## start Supplied material

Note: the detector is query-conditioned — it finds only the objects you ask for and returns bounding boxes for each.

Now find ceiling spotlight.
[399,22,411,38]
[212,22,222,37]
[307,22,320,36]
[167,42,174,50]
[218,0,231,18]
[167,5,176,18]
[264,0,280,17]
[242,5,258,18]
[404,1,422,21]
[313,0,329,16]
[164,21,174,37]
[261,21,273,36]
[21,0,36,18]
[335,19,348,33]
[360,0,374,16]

## end Supplied material

### The request
Print every line of the entries above again, unchanged and in the same order.

### Completed task
Note: the detector is query-conditioned — it finds only the objects you ask for and returns bounding boxes for each.

Now find ceiling spotlight.
[399,22,411,38]
[212,22,222,37]
[307,22,320,36]
[167,42,174,50]
[218,0,231,18]
[167,5,176,18]
[264,0,280,17]
[242,5,258,18]
[404,1,422,21]
[313,0,329,16]
[164,21,174,37]
[261,21,273,36]
[21,0,36,18]
[335,19,348,33]
[360,0,374,16]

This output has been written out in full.